- [WHAT IS BEING ASKED]: Please quote the tarot blog text word for word, from "All discussions of" up to and including "to be legitimate.".

- [GIVEN TEXT]:
————

Anti-Supremacist Statement

All discussions of tarot on this blog are specifically anti-supremacist. As a person of European descent, I reject the narrative that tarot is a purely European phenomenon or that it should be used only by “white” people. I understand that some of my ancestors, specifically those from places like Alsace and the Rhenish Palatinate, may have used these decks for game play and I am interested in what the imagery of those decks has to say about the world in which my ancestors lived. But I reject any claim that tarot is only authentic to those descended from Europeans, or that tarot decks need to feature Europeans to be legitimate.

The four-suited card deck was not invented by Europeans. It was co-created over several centuries by people across East and Central Asia, the Middle East, and northern Africa before arriving in Europe in the 1300s. The specific contribution of Europeans is the 22-card trionfi, or trumps, now often known as the Major Arcana. In discussions of historical and present-day tarots, there is no room for Euro-centric purism. As a card game and as a tool of divination, tarot is by the people and of the people; it continues to change and be enriched as it encounters new cultures. And that is as it should be.

Those of us who are of European descent have to be vigilant to make sure that our culture is not mis-appropriated by those who would distort our history and our sacred tools in order to build white supremacist and white nationalist narratives. That is why from March 2021 going forward, discussions of historical tarot decks, like Tarot de Marseille and the Visconti-Sforza deck, will link to this statement.

Signal Boost: Tarot, Spirituality, #BLACKLIVESMATTER

This post started out as a signal boost for Virginia Rosenberg’s article, but I’m actually just going to add some more stuff because I found some more stuff that needs to be added. The last 4 or 5 days have broken up a lot of encrusted structures in my mind about privilege, whiteness, and white guilt. On Thursday, I bought the book Radical Dharma after hearing about the killings of Alton Sterling and Philando Castile because I didn’t know what to do with my broken heart. Then my heart broke in a different way on Friday morning when I heard about the shooting in Dallas. I wrote a little about all this on my other blog and also began to use tarot to interrogate whiteness, which was heartbreaking in yet another way. I want to write up the results of that reading (hopefully ongoing practice) but for now, here are the words of others.

7 Question for Earnest Allies

by Siobhan of Siobhan’s Mirror

Thank you, thank you Siobhan for this gift.

————

- [SUPPLIED RECORDS]:
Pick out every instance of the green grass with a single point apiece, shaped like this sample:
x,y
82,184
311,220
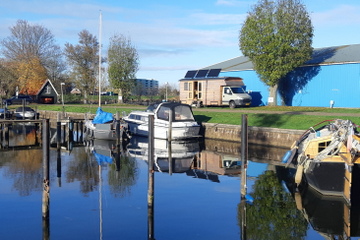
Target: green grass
x,y
298,121
284,121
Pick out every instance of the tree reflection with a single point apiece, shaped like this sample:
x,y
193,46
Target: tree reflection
x,y
273,215
25,167
120,182
83,169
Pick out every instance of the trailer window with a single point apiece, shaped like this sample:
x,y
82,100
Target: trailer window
x,y
237,90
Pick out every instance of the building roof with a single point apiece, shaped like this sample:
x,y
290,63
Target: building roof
x,y
44,84
321,56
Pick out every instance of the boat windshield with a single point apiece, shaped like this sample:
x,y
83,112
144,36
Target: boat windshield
x,y
181,113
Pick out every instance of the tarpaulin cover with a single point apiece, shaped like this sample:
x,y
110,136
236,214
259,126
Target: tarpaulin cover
x,y
101,158
102,117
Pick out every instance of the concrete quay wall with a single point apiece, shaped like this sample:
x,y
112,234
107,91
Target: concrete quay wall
x,y
274,137
256,135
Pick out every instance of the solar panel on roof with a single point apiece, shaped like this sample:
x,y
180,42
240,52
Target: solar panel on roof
x,y
190,74
214,72
201,73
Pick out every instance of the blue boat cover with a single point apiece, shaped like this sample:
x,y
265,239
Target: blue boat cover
x,y
101,158
102,117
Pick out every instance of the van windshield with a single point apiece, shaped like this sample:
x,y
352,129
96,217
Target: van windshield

————

- [ANSWER BOX]:
All discussions of tarot on this blog are specifically anti-supremacist. As a person of European descent, I reject the narrative that tarot is a purely European phenomenon or that it should be used only by “white” people. I understand that some of my ancestors, specifically those from places like Alsace and the Rhenish Palatinate, may have used these decks for game play and I am interested in what the imagery of those decks has to say about the world in which my ancestors lived. But I reject any claim that tarot is only authentic to those descended from Europeans, or that tarot decks need to feature Europeans to be legitimate.